EXERCISE MATERIAL >>
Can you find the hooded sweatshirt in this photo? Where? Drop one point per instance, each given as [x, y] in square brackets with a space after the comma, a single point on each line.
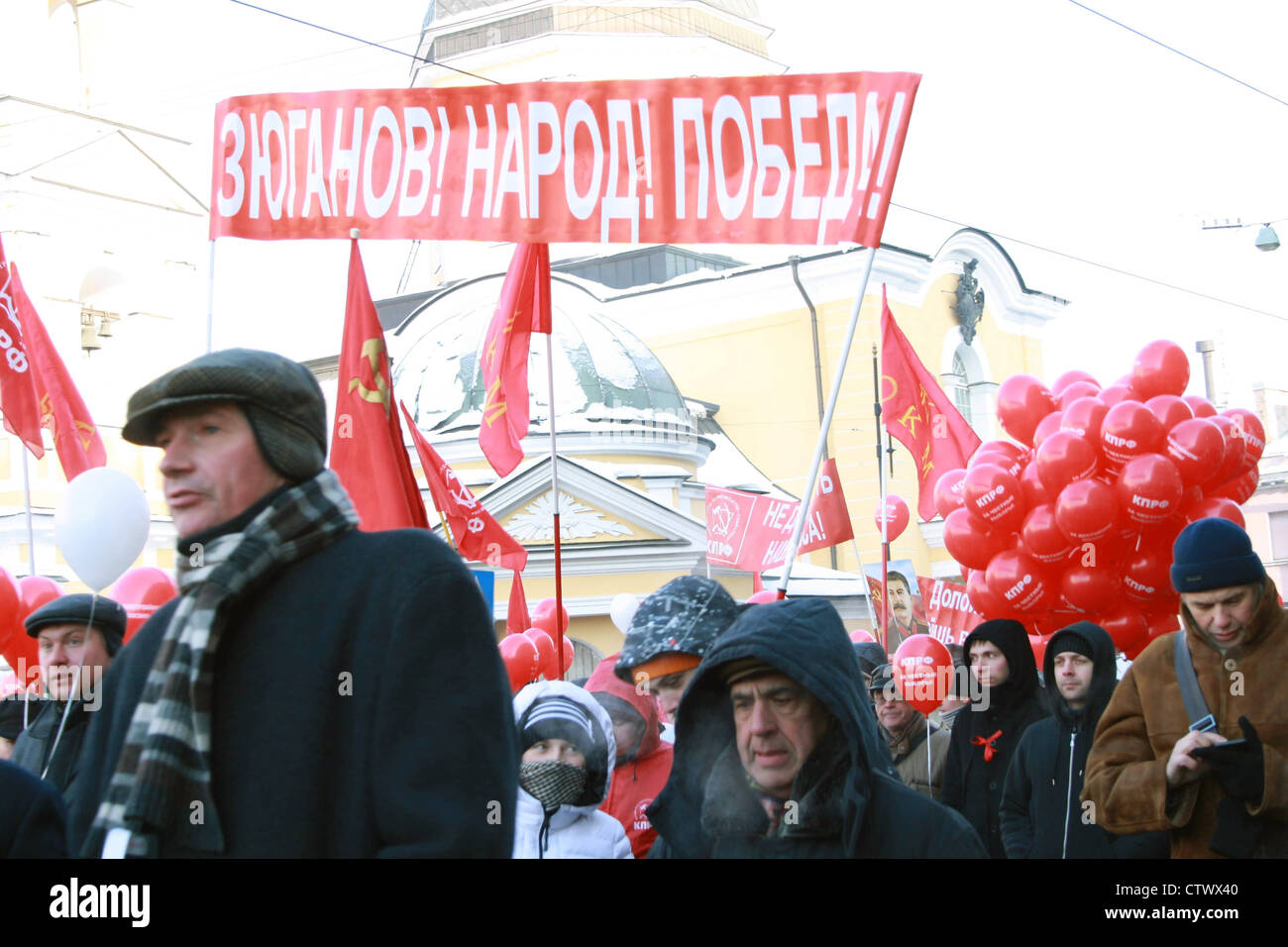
[1042, 813]
[845, 805]
[643, 768]
[986, 735]
[571, 830]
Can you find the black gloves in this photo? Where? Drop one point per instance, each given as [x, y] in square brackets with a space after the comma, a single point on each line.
[1240, 771]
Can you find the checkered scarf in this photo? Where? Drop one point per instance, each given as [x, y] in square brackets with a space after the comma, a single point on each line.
[163, 770]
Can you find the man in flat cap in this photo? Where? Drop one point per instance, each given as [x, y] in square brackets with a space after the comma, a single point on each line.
[77, 637]
[314, 690]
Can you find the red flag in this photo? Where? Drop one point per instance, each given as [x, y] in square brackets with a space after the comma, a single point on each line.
[828, 519]
[62, 410]
[524, 308]
[18, 397]
[918, 414]
[368, 449]
[478, 536]
[516, 618]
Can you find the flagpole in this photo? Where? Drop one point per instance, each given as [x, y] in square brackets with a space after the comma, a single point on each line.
[31, 532]
[872, 613]
[824, 425]
[885, 530]
[210, 300]
[554, 480]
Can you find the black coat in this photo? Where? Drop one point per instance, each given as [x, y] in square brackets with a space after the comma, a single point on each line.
[31, 750]
[1042, 814]
[33, 819]
[973, 785]
[360, 709]
[848, 805]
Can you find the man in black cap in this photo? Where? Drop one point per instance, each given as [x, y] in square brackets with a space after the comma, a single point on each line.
[778, 758]
[77, 637]
[1212, 768]
[314, 690]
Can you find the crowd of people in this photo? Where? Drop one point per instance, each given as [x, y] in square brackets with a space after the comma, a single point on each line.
[320, 690]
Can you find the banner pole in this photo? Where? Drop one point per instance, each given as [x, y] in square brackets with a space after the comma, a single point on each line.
[798, 531]
[885, 532]
[31, 531]
[872, 612]
[210, 302]
[554, 480]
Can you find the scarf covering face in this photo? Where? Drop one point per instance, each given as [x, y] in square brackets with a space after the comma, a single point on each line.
[553, 783]
[165, 763]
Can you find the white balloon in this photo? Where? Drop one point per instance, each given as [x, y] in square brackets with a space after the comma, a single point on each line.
[102, 526]
[622, 609]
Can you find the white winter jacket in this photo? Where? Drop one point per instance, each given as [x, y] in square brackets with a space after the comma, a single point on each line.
[575, 831]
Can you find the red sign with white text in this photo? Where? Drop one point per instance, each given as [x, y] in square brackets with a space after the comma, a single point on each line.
[800, 158]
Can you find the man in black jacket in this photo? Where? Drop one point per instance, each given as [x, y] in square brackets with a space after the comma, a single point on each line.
[77, 637]
[984, 735]
[774, 751]
[1042, 815]
[314, 690]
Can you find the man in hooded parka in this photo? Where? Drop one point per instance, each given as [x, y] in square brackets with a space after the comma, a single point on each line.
[838, 802]
[986, 735]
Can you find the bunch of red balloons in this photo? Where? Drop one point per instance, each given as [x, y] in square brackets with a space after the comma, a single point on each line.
[532, 655]
[1077, 519]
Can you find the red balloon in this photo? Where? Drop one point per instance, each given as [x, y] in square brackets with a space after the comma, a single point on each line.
[1085, 416]
[1043, 538]
[1128, 431]
[1021, 402]
[1047, 427]
[1160, 368]
[1253, 434]
[1070, 377]
[1078, 389]
[1020, 581]
[1090, 589]
[1087, 510]
[922, 672]
[545, 646]
[896, 517]
[1232, 464]
[1149, 489]
[948, 491]
[1146, 578]
[967, 543]
[519, 656]
[1168, 410]
[1201, 406]
[1063, 459]
[1216, 506]
[1126, 626]
[993, 496]
[1197, 447]
[544, 616]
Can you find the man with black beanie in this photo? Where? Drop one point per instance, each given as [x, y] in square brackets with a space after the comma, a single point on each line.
[986, 735]
[77, 637]
[1210, 768]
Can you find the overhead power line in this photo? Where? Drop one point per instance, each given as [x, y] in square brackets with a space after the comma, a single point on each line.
[1186, 55]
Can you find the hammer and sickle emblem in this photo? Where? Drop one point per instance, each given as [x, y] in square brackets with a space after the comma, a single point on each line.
[374, 351]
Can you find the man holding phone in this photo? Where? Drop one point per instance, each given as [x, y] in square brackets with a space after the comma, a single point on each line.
[1219, 780]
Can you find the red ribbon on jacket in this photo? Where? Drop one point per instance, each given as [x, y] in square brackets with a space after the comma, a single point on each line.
[990, 750]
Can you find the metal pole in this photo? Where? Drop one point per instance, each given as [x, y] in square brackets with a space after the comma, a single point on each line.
[823, 428]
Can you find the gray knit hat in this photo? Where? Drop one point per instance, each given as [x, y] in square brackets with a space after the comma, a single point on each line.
[281, 398]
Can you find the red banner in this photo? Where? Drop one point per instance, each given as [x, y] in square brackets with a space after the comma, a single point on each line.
[918, 414]
[948, 611]
[751, 531]
[800, 158]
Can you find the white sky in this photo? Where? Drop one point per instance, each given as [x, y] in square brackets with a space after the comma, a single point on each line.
[1035, 120]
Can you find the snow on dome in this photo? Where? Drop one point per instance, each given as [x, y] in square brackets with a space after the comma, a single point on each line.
[603, 372]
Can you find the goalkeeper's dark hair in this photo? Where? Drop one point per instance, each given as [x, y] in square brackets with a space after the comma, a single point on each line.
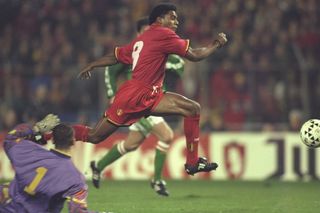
[142, 22]
[63, 136]
[160, 10]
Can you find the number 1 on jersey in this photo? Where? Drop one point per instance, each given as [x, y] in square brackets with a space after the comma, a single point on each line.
[137, 47]
[41, 172]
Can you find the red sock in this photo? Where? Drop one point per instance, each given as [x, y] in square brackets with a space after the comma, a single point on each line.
[80, 132]
[47, 136]
[191, 131]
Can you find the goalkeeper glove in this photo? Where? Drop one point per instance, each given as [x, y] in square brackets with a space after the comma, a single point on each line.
[46, 124]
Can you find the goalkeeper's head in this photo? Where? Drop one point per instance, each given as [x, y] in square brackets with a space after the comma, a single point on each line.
[63, 136]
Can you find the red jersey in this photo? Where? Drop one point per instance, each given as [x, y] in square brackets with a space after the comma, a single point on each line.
[148, 53]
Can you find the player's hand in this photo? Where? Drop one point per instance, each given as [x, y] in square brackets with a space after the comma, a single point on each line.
[221, 40]
[85, 72]
[46, 124]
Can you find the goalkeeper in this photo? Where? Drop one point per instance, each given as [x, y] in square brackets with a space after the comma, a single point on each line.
[114, 76]
[44, 179]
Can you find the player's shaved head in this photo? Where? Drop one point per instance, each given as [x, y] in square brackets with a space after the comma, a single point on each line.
[160, 10]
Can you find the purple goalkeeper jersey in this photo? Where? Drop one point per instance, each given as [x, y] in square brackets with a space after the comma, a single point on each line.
[44, 179]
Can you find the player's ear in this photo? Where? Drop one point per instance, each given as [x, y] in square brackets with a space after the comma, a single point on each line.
[159, 20]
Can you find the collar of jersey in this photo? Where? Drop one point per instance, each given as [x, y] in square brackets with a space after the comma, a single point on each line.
[59, 152]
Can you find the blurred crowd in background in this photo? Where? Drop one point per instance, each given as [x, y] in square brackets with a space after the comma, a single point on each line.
[266, 78]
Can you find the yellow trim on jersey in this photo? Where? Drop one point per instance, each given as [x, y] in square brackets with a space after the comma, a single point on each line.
[116, 52]
[187, 46]
[81, 202]
[115, 123]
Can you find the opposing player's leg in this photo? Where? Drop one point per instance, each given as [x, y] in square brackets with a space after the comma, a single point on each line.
[132, 142]
[165, 136]
[103, 129]
[176, 104]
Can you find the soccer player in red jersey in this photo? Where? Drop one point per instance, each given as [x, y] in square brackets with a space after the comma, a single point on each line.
[142, 95]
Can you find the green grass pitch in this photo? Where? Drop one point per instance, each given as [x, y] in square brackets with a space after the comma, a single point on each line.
[194, 196]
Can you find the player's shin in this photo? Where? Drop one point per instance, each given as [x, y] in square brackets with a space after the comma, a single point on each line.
[161, 152]
[191, 130]
[115, 153]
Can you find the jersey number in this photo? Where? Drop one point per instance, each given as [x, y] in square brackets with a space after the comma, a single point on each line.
[41, 172]
[137, 47]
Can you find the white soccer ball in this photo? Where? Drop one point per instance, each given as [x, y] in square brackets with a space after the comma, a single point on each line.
[310, 133]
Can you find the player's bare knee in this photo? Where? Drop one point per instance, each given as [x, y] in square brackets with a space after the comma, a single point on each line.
[131, 147]
[95, 139]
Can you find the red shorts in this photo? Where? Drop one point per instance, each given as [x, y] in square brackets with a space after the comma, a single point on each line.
[133, 101]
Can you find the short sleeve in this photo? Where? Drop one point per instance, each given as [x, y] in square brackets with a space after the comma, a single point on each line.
[175, 45]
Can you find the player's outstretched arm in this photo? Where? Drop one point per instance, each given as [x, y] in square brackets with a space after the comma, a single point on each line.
[77, 203]
[107, 60]
[197, 54]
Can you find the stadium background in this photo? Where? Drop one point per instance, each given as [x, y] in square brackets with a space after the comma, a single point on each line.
[255, 92]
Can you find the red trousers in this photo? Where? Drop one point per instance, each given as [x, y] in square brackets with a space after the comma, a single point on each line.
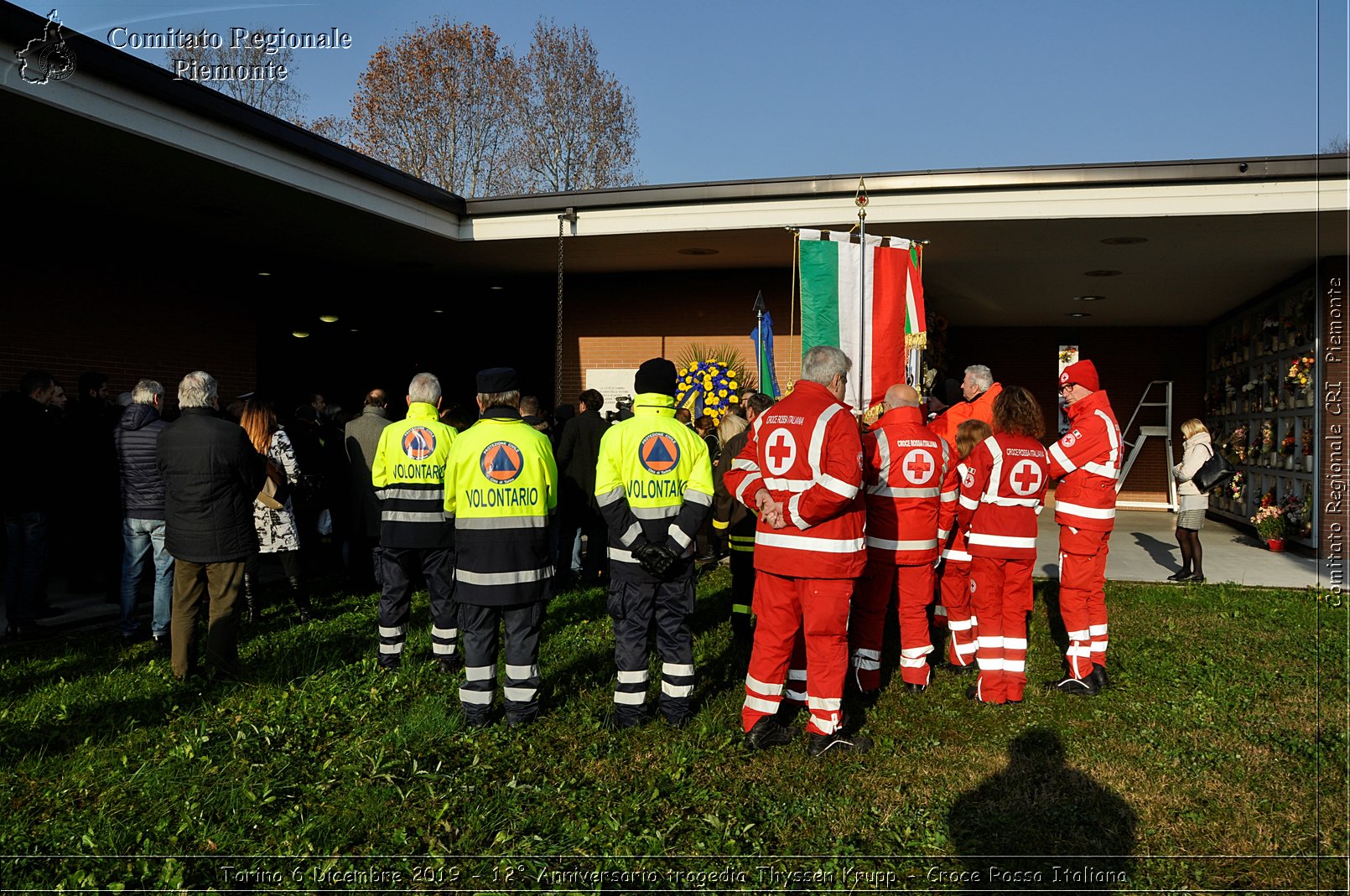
[1083, 597]
[818, 609]
[867, 621]
[956, 603]
[1000, 597]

WORK TO DO >>
Lay out the lines of the listing starting at the one containing "Can you find the bunch" and ending at the one containing "[1077, 519]" as a Markdown table with the columns Row and Line, leaving out any blank lines.

SOLVED PROBLEM >>
| Row | Line |
|---|---|
| 1 | Can you find the bunch of red balloons in this photo? Where? Drop one point per instance, each given as [x, y] in square brackets with a space after the comma, a single point on each line. |
| 2 | [532, 655] |
| 3 | [1077, 519] |